Would you please copy every line below that includes the string "black"?

Data supplied =
•••••
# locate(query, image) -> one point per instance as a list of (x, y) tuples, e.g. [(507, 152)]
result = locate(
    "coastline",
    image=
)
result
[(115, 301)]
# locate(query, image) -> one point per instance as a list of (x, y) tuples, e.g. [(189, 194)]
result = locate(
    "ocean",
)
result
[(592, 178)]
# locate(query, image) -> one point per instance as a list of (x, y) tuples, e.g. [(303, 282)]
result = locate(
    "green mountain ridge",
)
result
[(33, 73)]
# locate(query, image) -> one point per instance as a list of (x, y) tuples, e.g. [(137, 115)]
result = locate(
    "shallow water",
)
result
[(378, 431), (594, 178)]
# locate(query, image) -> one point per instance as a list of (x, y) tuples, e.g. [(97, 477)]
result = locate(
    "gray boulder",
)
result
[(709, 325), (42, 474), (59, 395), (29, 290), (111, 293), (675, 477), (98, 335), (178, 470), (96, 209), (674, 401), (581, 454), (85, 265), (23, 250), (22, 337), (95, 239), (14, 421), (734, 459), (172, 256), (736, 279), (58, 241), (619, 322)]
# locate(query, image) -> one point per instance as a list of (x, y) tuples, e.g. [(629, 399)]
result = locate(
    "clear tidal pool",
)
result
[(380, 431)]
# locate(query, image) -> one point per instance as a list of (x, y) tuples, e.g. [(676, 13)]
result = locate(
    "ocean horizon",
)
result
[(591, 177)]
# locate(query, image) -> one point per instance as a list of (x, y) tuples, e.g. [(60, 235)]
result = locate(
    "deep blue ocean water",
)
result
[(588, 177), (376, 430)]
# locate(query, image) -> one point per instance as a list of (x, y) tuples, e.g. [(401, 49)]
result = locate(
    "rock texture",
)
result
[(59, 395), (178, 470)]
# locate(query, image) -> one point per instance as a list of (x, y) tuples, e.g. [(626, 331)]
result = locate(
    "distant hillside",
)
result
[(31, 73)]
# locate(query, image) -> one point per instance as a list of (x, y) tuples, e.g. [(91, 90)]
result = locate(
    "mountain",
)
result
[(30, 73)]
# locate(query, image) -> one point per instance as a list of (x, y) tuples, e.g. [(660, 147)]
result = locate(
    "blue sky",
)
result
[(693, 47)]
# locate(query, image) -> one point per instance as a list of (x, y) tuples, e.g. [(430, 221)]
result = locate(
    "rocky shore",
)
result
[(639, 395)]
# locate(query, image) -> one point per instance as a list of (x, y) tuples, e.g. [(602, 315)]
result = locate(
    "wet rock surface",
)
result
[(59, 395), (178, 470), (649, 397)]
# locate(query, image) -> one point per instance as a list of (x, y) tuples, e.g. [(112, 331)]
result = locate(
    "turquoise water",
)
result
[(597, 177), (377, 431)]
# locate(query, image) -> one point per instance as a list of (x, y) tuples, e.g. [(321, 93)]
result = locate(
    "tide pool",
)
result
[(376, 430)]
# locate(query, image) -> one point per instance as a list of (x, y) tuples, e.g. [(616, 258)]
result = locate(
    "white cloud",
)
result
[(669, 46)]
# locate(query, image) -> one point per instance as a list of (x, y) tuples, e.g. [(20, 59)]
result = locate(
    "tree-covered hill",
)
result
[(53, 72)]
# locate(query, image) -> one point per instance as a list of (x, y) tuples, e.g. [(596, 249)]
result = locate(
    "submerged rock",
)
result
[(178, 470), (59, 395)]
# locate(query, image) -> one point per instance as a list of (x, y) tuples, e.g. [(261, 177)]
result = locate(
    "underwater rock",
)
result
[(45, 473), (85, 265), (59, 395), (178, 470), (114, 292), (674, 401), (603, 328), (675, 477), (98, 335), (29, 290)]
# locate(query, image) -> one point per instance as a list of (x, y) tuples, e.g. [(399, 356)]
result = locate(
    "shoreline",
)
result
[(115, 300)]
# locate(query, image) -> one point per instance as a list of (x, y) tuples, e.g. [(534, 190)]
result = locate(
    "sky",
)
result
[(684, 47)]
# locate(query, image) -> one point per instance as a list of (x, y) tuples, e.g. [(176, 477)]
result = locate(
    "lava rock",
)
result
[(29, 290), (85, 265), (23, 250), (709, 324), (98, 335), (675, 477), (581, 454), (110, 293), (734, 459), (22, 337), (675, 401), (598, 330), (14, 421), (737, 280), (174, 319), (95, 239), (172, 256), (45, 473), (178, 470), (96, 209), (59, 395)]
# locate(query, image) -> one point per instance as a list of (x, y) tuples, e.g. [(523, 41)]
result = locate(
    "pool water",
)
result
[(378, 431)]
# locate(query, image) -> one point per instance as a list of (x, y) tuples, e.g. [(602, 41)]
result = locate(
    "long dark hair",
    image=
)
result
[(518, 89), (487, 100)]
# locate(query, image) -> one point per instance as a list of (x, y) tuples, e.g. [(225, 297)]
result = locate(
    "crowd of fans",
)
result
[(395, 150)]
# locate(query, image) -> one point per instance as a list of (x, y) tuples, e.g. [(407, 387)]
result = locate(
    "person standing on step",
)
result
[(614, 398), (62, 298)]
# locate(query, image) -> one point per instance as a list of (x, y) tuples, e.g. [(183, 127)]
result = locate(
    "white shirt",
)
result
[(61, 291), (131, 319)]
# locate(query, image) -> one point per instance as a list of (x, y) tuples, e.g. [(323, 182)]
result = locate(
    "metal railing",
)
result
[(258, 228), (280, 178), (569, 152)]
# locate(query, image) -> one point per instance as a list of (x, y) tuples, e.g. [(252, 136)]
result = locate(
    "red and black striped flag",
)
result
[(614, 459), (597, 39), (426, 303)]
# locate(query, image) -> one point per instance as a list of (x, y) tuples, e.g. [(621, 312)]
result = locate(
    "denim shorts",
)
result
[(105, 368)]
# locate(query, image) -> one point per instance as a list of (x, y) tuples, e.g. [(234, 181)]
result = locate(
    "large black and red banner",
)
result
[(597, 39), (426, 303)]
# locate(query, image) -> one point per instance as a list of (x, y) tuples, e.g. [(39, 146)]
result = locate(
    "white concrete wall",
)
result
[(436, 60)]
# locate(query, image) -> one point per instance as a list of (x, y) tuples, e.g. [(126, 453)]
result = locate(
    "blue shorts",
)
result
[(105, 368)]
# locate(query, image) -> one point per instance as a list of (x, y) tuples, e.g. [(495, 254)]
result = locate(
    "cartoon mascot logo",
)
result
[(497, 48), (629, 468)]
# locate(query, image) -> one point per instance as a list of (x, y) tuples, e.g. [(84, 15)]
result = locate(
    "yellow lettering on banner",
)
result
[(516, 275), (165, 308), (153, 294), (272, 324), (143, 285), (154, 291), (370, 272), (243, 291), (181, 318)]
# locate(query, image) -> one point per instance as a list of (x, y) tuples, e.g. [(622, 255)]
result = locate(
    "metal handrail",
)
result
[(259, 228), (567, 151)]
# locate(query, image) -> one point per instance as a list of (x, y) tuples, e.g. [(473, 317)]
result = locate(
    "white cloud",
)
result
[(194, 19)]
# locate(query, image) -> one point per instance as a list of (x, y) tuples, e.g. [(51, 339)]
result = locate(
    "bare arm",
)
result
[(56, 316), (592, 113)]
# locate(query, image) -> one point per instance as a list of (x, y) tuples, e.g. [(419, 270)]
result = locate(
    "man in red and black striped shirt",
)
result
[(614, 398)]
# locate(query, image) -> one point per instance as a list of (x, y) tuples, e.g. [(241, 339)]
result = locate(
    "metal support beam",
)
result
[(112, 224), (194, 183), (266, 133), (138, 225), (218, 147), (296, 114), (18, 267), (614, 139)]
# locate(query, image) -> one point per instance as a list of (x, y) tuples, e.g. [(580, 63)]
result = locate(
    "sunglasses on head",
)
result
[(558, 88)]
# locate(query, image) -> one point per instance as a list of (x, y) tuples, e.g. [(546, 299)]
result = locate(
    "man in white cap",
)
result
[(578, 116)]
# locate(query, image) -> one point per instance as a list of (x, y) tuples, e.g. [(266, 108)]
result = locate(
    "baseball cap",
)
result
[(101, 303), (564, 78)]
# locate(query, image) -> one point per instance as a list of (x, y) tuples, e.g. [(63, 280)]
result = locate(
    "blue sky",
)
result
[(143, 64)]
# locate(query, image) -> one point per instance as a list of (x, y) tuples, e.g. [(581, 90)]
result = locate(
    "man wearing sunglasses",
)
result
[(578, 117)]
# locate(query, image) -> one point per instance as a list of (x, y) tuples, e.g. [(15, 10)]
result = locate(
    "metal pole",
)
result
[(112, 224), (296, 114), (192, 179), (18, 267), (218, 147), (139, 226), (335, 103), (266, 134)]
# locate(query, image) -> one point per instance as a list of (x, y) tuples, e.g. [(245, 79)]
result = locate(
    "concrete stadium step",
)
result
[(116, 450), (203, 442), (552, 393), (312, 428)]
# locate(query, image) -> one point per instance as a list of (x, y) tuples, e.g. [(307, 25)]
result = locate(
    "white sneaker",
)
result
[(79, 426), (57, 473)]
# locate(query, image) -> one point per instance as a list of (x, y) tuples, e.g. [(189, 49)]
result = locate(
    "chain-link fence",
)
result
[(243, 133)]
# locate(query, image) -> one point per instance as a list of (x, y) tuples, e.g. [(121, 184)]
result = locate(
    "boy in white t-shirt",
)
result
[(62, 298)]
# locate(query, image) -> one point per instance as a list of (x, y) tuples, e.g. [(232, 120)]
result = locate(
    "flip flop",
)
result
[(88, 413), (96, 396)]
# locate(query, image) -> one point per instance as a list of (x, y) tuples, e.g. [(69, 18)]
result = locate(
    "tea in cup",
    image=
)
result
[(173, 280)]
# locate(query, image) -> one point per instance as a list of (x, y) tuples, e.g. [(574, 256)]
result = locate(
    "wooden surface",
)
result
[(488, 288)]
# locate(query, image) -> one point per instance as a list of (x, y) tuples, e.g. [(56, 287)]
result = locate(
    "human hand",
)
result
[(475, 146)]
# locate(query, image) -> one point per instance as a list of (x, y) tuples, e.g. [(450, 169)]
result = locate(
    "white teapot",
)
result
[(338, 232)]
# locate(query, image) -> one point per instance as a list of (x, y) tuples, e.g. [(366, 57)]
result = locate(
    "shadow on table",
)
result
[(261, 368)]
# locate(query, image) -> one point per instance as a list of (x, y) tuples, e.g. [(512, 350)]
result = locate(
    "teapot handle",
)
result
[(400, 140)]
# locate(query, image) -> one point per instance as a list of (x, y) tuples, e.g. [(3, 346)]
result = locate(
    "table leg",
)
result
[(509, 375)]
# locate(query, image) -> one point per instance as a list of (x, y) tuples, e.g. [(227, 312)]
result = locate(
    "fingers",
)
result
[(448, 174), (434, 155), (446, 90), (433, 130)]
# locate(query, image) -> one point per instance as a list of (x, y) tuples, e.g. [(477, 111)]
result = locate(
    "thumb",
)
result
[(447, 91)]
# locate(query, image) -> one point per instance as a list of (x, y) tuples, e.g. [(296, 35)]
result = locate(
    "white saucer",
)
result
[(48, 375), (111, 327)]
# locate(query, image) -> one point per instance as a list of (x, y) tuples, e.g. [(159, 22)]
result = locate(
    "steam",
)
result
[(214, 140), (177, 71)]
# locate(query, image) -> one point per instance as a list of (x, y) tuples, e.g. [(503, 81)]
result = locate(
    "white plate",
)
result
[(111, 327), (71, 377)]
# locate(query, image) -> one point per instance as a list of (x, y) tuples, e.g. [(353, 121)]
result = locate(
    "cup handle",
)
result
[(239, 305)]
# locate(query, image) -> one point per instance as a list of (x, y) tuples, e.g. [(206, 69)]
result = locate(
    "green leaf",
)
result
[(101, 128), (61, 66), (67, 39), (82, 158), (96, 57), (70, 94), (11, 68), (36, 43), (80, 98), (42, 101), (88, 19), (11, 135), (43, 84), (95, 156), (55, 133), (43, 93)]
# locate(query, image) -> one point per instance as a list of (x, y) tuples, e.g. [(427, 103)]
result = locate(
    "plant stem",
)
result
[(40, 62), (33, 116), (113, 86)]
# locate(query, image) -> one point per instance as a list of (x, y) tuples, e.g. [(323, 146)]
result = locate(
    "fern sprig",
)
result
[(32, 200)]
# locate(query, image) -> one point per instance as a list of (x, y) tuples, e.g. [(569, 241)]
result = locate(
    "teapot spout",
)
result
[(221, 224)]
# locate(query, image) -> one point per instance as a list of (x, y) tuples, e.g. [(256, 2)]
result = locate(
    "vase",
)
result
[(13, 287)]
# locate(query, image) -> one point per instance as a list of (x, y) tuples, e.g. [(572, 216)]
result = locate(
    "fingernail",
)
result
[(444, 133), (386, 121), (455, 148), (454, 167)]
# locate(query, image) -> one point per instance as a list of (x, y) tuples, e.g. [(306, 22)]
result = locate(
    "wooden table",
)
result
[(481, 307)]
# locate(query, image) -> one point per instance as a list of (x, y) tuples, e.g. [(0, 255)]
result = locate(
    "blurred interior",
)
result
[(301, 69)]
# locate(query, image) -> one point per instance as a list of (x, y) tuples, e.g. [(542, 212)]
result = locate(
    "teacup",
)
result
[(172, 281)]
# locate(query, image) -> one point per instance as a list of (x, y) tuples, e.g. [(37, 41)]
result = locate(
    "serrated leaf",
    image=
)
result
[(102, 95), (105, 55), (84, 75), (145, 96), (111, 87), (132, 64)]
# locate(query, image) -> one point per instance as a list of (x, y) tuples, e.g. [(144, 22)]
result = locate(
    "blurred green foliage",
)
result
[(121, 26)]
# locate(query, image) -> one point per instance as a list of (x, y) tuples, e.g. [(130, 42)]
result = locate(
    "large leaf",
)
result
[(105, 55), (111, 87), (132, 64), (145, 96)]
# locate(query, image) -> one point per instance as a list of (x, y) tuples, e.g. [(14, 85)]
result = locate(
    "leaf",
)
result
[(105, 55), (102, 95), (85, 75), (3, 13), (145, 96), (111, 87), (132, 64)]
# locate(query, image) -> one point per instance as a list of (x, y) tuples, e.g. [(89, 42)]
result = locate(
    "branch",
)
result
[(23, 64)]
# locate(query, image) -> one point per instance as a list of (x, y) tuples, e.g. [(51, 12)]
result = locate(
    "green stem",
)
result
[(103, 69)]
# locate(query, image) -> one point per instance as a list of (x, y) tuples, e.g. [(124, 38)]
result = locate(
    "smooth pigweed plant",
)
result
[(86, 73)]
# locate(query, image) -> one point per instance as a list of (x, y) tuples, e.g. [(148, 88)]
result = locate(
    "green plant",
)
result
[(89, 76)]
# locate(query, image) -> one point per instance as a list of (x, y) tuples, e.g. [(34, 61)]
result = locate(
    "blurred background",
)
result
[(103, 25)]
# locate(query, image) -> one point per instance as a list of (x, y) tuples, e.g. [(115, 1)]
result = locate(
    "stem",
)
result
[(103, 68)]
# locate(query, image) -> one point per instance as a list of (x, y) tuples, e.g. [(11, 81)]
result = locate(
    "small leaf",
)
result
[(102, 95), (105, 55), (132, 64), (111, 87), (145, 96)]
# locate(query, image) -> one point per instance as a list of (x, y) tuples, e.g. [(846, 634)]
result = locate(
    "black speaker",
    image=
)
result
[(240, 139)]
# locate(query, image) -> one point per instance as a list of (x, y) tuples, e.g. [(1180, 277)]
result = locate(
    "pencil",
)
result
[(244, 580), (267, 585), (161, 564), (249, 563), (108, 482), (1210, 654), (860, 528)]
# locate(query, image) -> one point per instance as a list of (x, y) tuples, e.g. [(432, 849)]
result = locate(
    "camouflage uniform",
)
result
•••••
Answer for this exercise =
    "red and black striped flag",
    "large black and red banner",
    "man in red and black striped shirt",
    "black speaker",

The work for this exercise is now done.